Segment Open

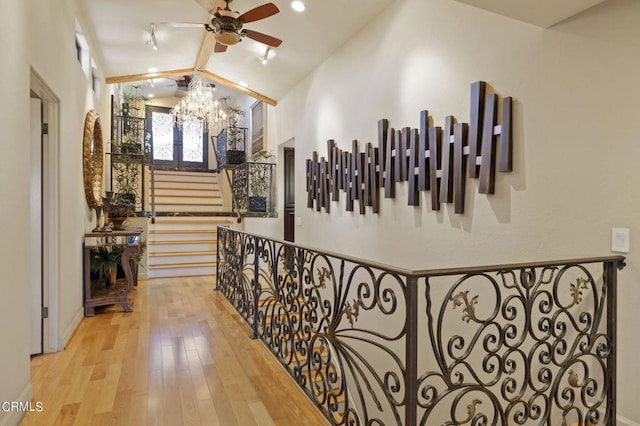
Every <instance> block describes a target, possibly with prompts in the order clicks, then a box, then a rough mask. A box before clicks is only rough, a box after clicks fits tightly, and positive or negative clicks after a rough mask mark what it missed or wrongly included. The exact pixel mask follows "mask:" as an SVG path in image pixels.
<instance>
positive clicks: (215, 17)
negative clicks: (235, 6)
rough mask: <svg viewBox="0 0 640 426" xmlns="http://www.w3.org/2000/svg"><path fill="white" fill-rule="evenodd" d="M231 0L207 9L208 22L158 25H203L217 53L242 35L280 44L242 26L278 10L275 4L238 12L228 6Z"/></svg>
mask: <svg viewBox="0 0 640 426" xmlns="http://www.w3.org/2000/svg"><path fill="white" fill-rule="evenodd" d="M232 1H233V0H224V2H225V3H226V5H225V7H224V8H222V7H218V8H217V10H214V9H210V10H208V12H209V13H210V14H211V15H212V17H211V21H210V22H208V23H202V24H200V23H181V22H162V23H160V25H166V26H172V27H204V29H205V30H207V31H209V32H210V33H212V34H213V36H214V38H215V41H216V43H215V47H214V52H217V53H221V52H225V51H226V50H227V47H228V46H233V45H234V44H237V43H239V42H240V41H242V38H244V37H249V38H250V39H253V40H255V41H257V42H260V43H263V44H266V45H267V46H270V47H278V46H280V45H281V44H282V40H280V39H278V38H276V37H273V36H270V35H267V34H263V33H261V32H258V31H253V30H249V29H245V28H243V26H244V24H246V23H249V22H255V21H259V20H261V19H265V18H268V17H270V16H273V15H275V14H276V13H278V12H280V10H279V9H278V7H277V6H276V5H275V4H273V3H265V4H263V5H262V6H258V7H256V8H253V9H251V10H249V11H247V12H245V13H243V14H240V12H237V11H233V10H231V8H229V3H231V2H232ZM198 3H201V2H198ZM203 6H204V5H203Z"/></svg>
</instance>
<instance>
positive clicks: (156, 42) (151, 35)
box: [147, 23, 158, 50]
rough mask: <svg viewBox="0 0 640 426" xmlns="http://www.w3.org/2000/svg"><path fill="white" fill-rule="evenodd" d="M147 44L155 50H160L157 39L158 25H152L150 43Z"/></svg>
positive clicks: (151, 25)
mask: <svg viewBox="0 0 640 426" xmlns="http://www.w3.org/2000/svg"><path fill="white" fill-rule="evenodd" d="M147 44H150V45H151V47H152V48H153V50H158V39H156V24H155V23H151V30H150V31H149V41H148V42H147Z"/></svg>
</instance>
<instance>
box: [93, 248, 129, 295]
mask: <svg viewBox="0 0 640 426" xmlns="http://www.w3.org/2000/svg"><path fill="white" fill-rule="evenodd" d="M125 247H126V246H124V245H116V246H100V247H96V248H92V249H91V271H92V272H96V273H99V274H100V276H101V277H104V280H105V284H106V285H107V287H110V286H113V285H115V283H116V272H117V270H118V265H120V262H121V260H122V252H123V251H124V248H125Z"/></svg>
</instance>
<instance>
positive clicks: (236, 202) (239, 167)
mask: <svg viewBox="0 0 640 426" xmlns="http://www.w3.org/2000/svg"><path fill="white" fill-rule="evenodd" d="M231 181H232V182H233V184H232V186H231V190H232V191H233V200H234V202H235V203H237V205H236V206H235V208H236V209H238V210H247V206H248V200H249V172H248V170H247V163H244V164H241V165H239V166H236V167H234V168H233V176H232V179H231Z"/></svg>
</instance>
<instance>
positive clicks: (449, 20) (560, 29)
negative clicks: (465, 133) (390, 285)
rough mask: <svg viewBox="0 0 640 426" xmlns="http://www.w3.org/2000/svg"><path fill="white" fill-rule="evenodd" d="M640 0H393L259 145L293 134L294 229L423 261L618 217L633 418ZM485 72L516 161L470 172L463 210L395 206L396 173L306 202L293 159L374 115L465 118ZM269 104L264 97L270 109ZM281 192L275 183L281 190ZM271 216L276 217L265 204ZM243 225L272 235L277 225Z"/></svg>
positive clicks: (636, 212)
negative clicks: (382, 186) (371, 209)
mask: <svg viewBox="0 0 640 426" xmlns="http://www.w3.org/2000/svg"><path fill="white" fill-rule="evenodd" d="M639 21H640V7H639V6H638V2H634V1H632V0H609V1H608V2H605V3H604V4H603V5H601V6H599V7H597V8H595V9H592V10H590V11H588V12H586V13H584V14H583V15H581V16H579V17H576V18H574V19H571V20H570V21H568V22H566V23H563V24H561V25H558V26H556V27H554V28H552V29H549V30H545V29H542V28H538V27H535V26H531V25H528V24H524V23H522V22H518V21H515V20H511V19H507V18H503V17H500V16H498V15H495V14H492V13H489V12H485V11H482V10H480V9H476V8H473V7H470V6H467V5H464V4H461V3H458V2H454V1H451V0H405V1H396V2H395V3H394V4H393V5H392V6H391V7H390V8H389V9H387V10H386V11H385V12H384V13H383V14H382V15H381V16H379V17H378V18H377V19H376V20H374V21H373V22H372V23H371V24H370V25H368V26H367V27H366V28H365V29H364V30H363V31H361V32H360V33H358V34H357V35H356V36H355V37H354V38H353V39H352V40H351V41H350V42H348V43H347V44H345V45H344V46H343V47H342V48H340V49H339V50H338V51H337V52H335V53H334V55H333V56H332V57H331V58H329V59H328V60H327V61H326V62H325V63H324V64H322V65H321V66H320V67H319V68H318V69H317V70H316V71H315V72H314V73H313V74H312V75H310V76H309V77H308V78H306V79H305V80H304V81H302V82H301V83H300V84H299V85H298V86H297V87H296V88H295V89H294V90H292V91H291V92H290V93H288V94H287V96H286V97H285V98H283V99H282V100H280V102H279V104H278V106H277V107H276V108H275V110H274V114H275V118H274V120H275V122H274V123H271V121H270V123H269V124H270V126H269V129H268V138H269V146H270V147H272V146H273V145H272V143H274V142H275V143H276V144H278V143H281V142H284V141H286V140H289V139H291V138H292V137H295V140H296V176H297V177H298V179H297V181H296V215H297V216H301V218H302V226H301V227H297V228H296V242H299V243H302V244H308V245H312V246H316V247H320V248H325V249H331V250H334V251H337V252H343V253H349V254H352V255H356V256H361V257H364V258H367V259H372V260H377V261H382V262H385V263H389V264H393V265H398V266H403V267H408V268H416V269H417V268H429V267H446V266H466V265H479V264H495V263H505V262H521V261H534V260H551V259H563V258H573V257H582V256H592V255H608V254H610V231H611V228H612V227H617V226H621V227H629V228H631V250H632V251H631V252H630V253H629V256H628V258H627V259H628V266H627V268H626V269H625V270H624V271H622V272H621V273H620V275H619V293H618V294H619V312H618V315H619V317H618V319H619V322H618V325H619V339H620V342H621V350H620V352H619V357H618V359H619V364H618V371H619V376H618V409H619V413H620V414H621V415H622V416H624V417H626V418H628V419H630V420H631V421H633V422H640V406H638V404H637V396H636V392H635V391H636V389H637V383H638V382H640V370H639V369H638V368H636V365H635V361H634V360H635V359H637V353H638V352H639V351H640V343H639V339H638V332H637V330H636V329H635V327H634V324H635V323H636V322H637V321H636V316H635V314H634V312H635V309H636V307H637V306H639V305H640V273H639V269H640V251H638V247H640V215H639V214H638V213H639V212H640V197H639V196H637V195H636V191H635V190H634V189H635V187H634V184H635V183H636V182H640V168H639V167H638V159H639V158H640V144H638V143H637V142H638V137H639V136H638V135H640V120H638V114H639V113H640V107H638V104H637V100H638V99H640V84H638V70H639V69H640V66H639V65H640V43H638V42H637V41H636V40H640V27H638V26H637V25H633V22H636V23H637V22H639ZM478 80H484V81H487V82H488V84H489V85H490V86H492V87H493V88H494V89H495V91H496V92H497V93H499V94H501V95H504V96H513V97H514V101H515V105H514V129H515V131H514V140H515V144H514V145H515V155H514V172H513V173H509V174H504V173H500V174H498V178H497V182H496V194H495V195H492V196H485V195H481V194H478V192H477V181H468V187H467V200H466V213H465V214H464V215H456V214H454V212H453V207H452V206H449V205H447V206H443V208H442V210H441V211H440V212H433V211H431V209H430V207H429V205H428V203H427V201H428V196H429V194H428V193H423V195H422V199H421V206H420V207H415V208H414V207H408V206H407V205H406V204H407V198H406V195H407V188H406V184H400V185H399V186H398V191H397V197H396V199H395V200H393V201H389V200H386V201H383V203H382V205H381V212H380V214H378V215H374V214H373V213H372V212H371V210H370V209H368V210H367V213H366V215H364V216H360V215H359V214H357V213H349V212H346V211H345V209H344V197H342V200H341V202H340V203H339V204H338V203H333V204H332V210H331V214H326V213H324V212H323V213H317V212H315V210H310V209H307V208H306V191H305V188H304V173H305V160H306V159H307V158H311V154H312V152H313V151H314V150H318V151H319V152H320V155H325V150H326V140H327V139H330V138H331V139H335V140H336V142H337V144H338V146H339V147H340V148H342V149H349V150H350V149H351V140H352V139H358V140H360V141H361V143H365V142H373V143H377V139H376V123H377V120H378V119H380V118H388V119H389V120H390V125H391V126H393V127H396V128H399V127H403V126H414V127H416V126H417V125H418V118H419V111H420V110H422V109H427V110H429V112H430V115H431V116H432V117H433V120H434V122H435V124H436V125H439V126H442V125H443V124H444V117H445V116H446V115H449V114H452V115H454V116H456V118H457V119H458V120H459V121H461V122H468V120H469V87H470V84H471V83H472V82H475V81H478ZM270 112H272V111H270ZM280 194H281V192H280ZM279 220H281V219H279ZM247 229H248V230H250V231H256V232H260V233H268V234H270V235H273V236H275V237H278V238H279V237H281V235H280V234H278V232H280V231H279V230H280V229H281V226H280V225H277V226H272V224H269V225H267V226H266V227H264V226H261V225H259V224H258V223H257V221H254V222H251V223H248V224H247Z"/></svg>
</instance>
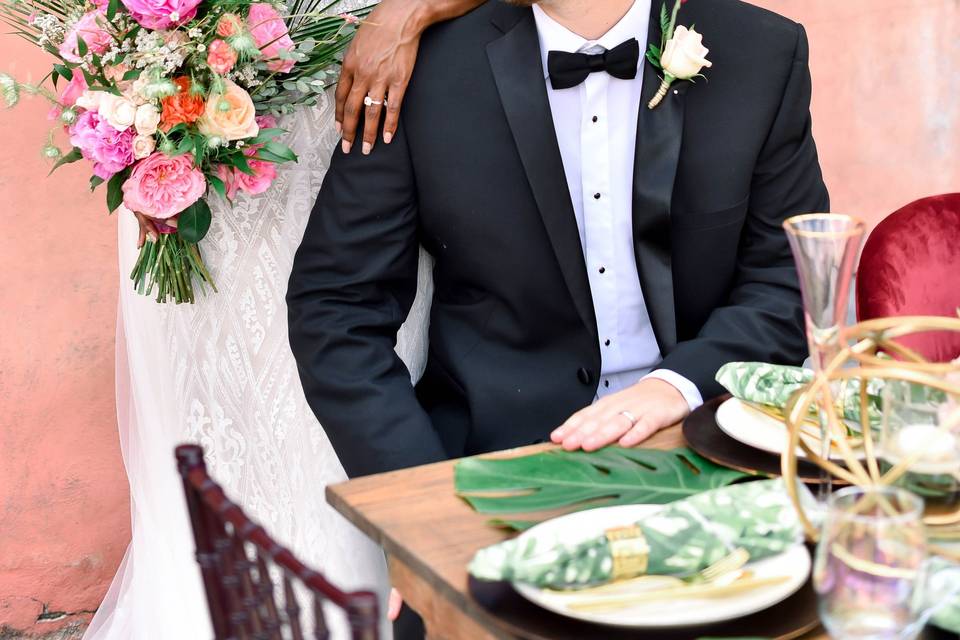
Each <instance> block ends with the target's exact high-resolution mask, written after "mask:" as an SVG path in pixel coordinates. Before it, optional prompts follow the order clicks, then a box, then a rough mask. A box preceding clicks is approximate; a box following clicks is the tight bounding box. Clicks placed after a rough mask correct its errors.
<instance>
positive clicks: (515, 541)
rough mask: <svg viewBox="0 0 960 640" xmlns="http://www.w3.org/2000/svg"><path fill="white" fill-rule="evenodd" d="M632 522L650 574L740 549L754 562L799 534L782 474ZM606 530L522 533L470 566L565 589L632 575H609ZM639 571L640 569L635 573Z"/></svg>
mask: <svg viewBox="0 0 960 640" xmlns="http://www.w3.org/2000/svg"><path fill="white" fill-rule="evenodd" d="M623 524H624V525H636V526H637V527H639V529H640V531H642V534H643V538H644V539H645V542H646V545H647V546H648V552H647V559H646V573H647V574H679V575H683V574H689V573H694V572H696V571H699V570H701V569H703V568H705V567H707V566H709V565H711V564H713V563H714V562H716V561H717V560H719V559H721V558H722V557H723V556H725V555H726V554H728V553H730V551H732V550H733V549H735V548H737V547H742V548H744V549H746V550H747V551H748V552H749V553H750V557H751V559H753V560H759V559H761V558H765V557H768V556H772V555H776V554H778V553H782V552H783V551H786V550H787V549H788V548H790V547H791V546H792V545H794V544H795V543H796V542H798V541H799V540H800V539H801V528H800V524H799V521H798V519H797V513H796V511H795V510H794V508H793V504H792V503H791V502H790V499H789V497H788V495H787V492H786V490H785V489H784V486H783V482H782V480H779V479H776V480H762V481H755V482H747V483H743V484H738V485H733V486H730V487H724V488H722V489H716V490H713V491H707V492H704V493H700V494H697V495H695V496H692V497H689V498H685V499H683V500H680V501H677V502H673V503H671V504H668V505H666V506H664V507H663V508H662V509H660V510H659V511H657V513H656V514H654V515H651V516H648V517H646V518H644V519H643V520H641V521H640V522H636V523H630V522H625V523H623ZM611 544H612V543H611V542H610V541H609V540H608V537H607V535H606V532H591V534H590V535H588V536H586V537H582V536H581V537H580V538H579V539H564V540H557V539H553V538H552V536H536V535H533V536H531V535H529V534H528V535H527V536H525V537H522V538H515V539H512V540H507V541H506V542H502V543H500V544H496V545H493V546H491V547H487V548H486V549H481V550H480V551H478V552H477V554H476V555H475V556H474V558H473V561H472V562H471V563H470V566H469V568H468V570H469V572H470V574H471V575H473V576H474V577H476V578H478V579H481V580H515V581H520V582H525V583H528V584H532V585H535V586H539V587H550V588H554V589H567V588H573V587H583V586H590V585H595V584H600V583H604V582H609V581H611V580H613V579H620V578H627V577H632V576H624V575H614V557H613V556H614V552H613V550H612V549H611ZM635 575H637V574H635Z"/></svg>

Segment Closed

◆ **Task requirements**:
Copy out nothing but the lines from the beginning of the records through the one that contains "negative clicks: (235, 6)". Skip the pictures.

◆ **Written solution**:
Every <instance> block describes a target, possibly with prompts in the order clicks, then a box, then a rough mask. A box before clicks is only rough, a box after clicks fits tightly, and positive or negative clicks after a rough mask mark what it missed or wrongly included. The exact pixel mask follows "mask:" as an SVG path in image pixels.
<instance>
positive clicks: (215, 17)
negative clicks: (235, 6)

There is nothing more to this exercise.